> **Exercise requirements**: Reproduce all of the data exactly, with no line skipped.

○ ○ ○ ○ ○ ○ ○

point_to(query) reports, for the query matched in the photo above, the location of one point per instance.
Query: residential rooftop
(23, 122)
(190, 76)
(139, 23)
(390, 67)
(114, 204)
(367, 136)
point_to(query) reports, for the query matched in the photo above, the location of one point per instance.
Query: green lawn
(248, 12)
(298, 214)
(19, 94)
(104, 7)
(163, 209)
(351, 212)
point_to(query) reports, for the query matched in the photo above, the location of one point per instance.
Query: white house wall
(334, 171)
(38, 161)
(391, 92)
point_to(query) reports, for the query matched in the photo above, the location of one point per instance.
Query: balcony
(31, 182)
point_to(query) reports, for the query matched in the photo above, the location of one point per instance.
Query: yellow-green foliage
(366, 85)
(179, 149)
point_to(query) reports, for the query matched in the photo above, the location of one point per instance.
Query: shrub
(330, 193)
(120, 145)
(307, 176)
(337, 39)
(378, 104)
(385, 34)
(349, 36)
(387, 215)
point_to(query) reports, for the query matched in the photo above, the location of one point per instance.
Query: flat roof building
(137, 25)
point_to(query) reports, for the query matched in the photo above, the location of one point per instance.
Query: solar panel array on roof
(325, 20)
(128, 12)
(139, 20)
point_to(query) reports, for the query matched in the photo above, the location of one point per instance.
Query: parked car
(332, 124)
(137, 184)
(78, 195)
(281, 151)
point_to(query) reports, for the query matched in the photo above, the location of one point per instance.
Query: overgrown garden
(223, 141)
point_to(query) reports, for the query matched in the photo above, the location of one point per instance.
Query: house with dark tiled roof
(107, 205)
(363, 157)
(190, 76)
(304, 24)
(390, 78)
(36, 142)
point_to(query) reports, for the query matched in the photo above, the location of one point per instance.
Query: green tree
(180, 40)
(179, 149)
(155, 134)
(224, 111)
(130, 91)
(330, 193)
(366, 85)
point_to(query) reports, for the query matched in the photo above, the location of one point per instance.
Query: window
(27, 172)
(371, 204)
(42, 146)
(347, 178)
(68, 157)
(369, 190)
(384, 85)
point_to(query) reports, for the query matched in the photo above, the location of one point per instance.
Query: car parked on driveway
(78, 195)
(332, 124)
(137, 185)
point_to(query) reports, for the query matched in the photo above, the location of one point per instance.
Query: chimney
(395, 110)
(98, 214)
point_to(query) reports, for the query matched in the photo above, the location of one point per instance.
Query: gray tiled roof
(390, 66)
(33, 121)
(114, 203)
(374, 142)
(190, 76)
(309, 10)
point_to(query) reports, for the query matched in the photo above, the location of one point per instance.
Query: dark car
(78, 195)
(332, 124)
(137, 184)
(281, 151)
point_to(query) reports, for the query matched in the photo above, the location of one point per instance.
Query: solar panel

○ ○ ○ ○ ○ ○ ○

> **Solution to this problem**:
point_to(query) reports, for the query matched in the photo above, the location of one point per instance.
Query: residential rooftop
(23, 122)
(190, 76)
(139, 23)
(390, 67)
(114, 204)
(367, 136)
point_to(query) reports, for the query matched in the photo above, the location of one point per instance.
Query: green lawn
(248, 12)
(298, 214)
(19, 94)
(104, 7)
(163, 209)
(351, 212)
point_to(query) reports, for the query matched in the photo above, the location of one point per instance.
Query: white house wall
(334, 171)
(38, 161)
(391, 92)
point_to(query) reports, for the query matched in the photo above, the location of one point per instance.
Query: balcony
(31, 182)
point_to(query) reports, for the query matched in the photo above, the location of one point per instance.
Query: yellow-green foliage
(366, 85)
(179, 149)
point_to(query) reports, for the query matched in the photo above, the location of one point per instance.
Query: shrub
(330, 193)
(120, 145)
(307, 176)
(337, 39)
(378, 104)
(385, 34)
(349, 36)
(387, 215)
point_to(query) reports, for the query matched in the photo above, the location of one point per instance.
Query: flat roof building
(137, 25)
point_to(query) reports, for the query matched in the photo above, the location of one point per instance.
Query: solar panel array on roof
(325, 20)
(128, 12)
(139, 20)
point_to(query) reports, for the query matched in the photo above, the location of one point per instance.
Query: parked car
(332, 124)
(137, 184)
(78, 195)
(281, 151)
point_to(query) reports, for the query matched in the photo above, the location of one point per instance.
Query: overgrown garden
(223, 141)
point_to(query) reports, for the query matched in the photo above, the location of one point per instance.
Query: house with dark tiled roof
(107, 205)
(363, 157)
(190, 76)
(304, 24)
(390, 78)
(36, 142)
point_to(query) reports, for the query matched in the photo above, the location of one point per instance.
Query: green tree
(180, 40)
(179, 149)
(155, 134)
(224, 111)
(130, 91)
(330, 193)
(366, 85)
point_to(query) reports, for the query matched in the photo above, the location of one point per instance.
Query: window
(27, 172)
(371, 204)
(42, 146)
(347, 178)
(68, 157)
(369, 190)
(384, 85)
point_to(query) reports, for the query matched in the photo above, the location of one point per instance.
Query: car parked on driveway
(78, 195)
(332, 124)
(137, 185)
point_to(query) reports, for the query matched in the photo above, the location of one point per instance.
Query: chimney
(395, 110)
(98, 214)
point_to(query) reports, for the query matched in the photo above, the location of one point per instance.
Query: gray tiled roof
(390, 66)
(33, 121)
(114, 203)
(374, 142)
(190, 76)
(309, 10)
point_to(query) reports, for the query matched in the photo above, the location of one point per instance.
Query: dark car
(78, 195)
(332, 124)
(137, 184)
(281, 151)
point_to(query) reports, for the query matched in the photo above, the location of one point per instance.
Query: solar panel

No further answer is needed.